EXTRAIT PRÉSENTÉ:
1945-1979
La modernisation du Québec et la Révolution tranquille
Histoire
Sélection d'événements
En 1945, la reddition de l’Allemagne et la capitulation du Japon scellent la fin de la Seconde Guerre mondiale, qui a bouleversé les rapports de force en Occident. Le conflit a fait plus de 40 000 victimes canadiennes. Au retour des soldats, l’inquiétude, la douleur et les privations cèdent lentement le pas à la prospérité économique et à une nouvelle phase de modernisation. Après des années empreintes de conservatisme, le Québec entre, dans les années 1960, dans une ère d’affirmation alors que s’opère irréversiblement un changement dans les mentalités et sur le plan politique.

Annotations par points des photos:
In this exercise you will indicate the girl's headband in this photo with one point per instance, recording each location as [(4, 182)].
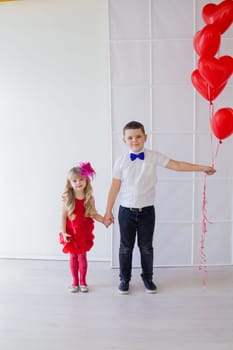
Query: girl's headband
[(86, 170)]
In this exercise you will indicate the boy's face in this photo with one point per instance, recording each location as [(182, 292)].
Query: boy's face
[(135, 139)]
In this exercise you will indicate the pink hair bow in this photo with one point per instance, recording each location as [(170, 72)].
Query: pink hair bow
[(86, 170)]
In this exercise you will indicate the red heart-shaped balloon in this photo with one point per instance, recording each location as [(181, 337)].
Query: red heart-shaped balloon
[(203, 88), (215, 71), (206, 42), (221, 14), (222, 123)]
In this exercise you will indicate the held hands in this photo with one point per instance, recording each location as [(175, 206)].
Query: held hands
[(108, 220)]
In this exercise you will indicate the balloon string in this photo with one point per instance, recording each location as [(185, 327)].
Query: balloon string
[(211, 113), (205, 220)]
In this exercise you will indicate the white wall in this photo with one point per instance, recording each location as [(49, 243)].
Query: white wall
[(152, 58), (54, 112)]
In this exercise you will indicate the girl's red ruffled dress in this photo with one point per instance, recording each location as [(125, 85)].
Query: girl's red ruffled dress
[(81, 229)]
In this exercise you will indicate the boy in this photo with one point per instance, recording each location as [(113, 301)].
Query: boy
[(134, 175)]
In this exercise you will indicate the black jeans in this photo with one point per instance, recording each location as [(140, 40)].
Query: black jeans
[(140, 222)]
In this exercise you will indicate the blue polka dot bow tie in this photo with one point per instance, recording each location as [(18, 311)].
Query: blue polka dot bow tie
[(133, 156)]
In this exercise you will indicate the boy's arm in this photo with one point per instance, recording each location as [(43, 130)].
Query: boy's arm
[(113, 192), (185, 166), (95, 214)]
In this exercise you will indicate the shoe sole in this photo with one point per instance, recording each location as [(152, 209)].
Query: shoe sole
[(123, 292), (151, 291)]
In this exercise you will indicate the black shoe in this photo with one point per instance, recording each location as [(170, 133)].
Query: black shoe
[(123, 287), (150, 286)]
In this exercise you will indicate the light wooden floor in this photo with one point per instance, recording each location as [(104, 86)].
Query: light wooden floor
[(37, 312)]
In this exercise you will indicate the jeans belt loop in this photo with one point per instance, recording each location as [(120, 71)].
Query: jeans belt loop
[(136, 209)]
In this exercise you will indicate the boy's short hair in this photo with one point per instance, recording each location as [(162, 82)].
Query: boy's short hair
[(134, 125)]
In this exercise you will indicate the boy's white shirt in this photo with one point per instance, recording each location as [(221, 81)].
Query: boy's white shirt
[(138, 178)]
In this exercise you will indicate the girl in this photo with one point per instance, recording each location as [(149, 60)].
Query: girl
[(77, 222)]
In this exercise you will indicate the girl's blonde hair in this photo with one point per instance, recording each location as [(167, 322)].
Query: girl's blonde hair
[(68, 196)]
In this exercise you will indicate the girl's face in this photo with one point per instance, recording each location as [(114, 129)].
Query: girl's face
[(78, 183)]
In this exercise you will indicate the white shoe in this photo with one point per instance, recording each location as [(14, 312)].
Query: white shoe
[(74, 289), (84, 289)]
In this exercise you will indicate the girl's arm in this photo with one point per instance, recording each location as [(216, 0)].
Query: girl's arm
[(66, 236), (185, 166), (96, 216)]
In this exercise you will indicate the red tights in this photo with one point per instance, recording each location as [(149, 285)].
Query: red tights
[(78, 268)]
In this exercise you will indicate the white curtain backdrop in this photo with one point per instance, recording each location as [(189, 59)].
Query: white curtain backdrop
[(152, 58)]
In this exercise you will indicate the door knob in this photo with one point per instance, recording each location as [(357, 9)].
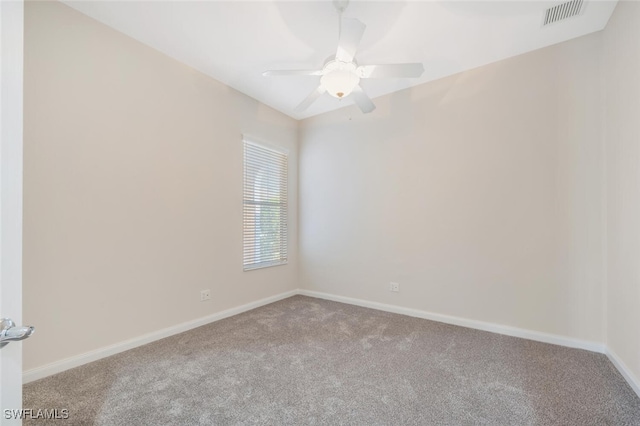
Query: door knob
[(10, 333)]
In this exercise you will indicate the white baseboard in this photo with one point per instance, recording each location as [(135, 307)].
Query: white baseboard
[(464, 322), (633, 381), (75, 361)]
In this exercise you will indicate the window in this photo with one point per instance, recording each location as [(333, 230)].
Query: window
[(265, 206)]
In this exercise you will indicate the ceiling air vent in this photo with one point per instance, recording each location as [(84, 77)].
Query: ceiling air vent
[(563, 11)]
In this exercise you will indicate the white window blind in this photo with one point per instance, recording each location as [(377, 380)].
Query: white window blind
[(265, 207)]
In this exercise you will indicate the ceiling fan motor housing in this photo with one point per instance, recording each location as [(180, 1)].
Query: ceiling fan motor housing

CONSIGNES:
A: D'après l'extrait sur la modernisation du Québec, qu'est-ce qui cède lentement le pas à la prospérité économique au retour des soldats ?
B: Rédigez la suite de l'extrait sur la modernisation du Québec et la Révolution tranquille, après sa dernière phrase.

RÉPONSES:
A: L'inquiétude, la douleur et les privations.

B:
Jusqu’à la crise énergétique des années 1970, le Québec profite d’un contexte mondial favorable à son développement économique. Le commerce, continental d’abord, international ensuite, s’accroît. Les besoins du principal partenaire économique du Canada, les États-Unis, sont multipliés, entre autres, par la guerre froide qui l’oppose à l’URSS. Montréal perd sa suprématie financière et commerciale au profit de Toronto, qui accueille plusieurs Anglo-Québécois, particulièrement dans la décennie 1970, notamment à la suite du transfert de sièges sociaux. La consommation de biens et de services diversifiés contribue plus que jamais à la croissance de l’économie : c’est le début de la société de consommation. Sous l’influence de la culture américaine, les modes de vie tendent à s’uniformiser.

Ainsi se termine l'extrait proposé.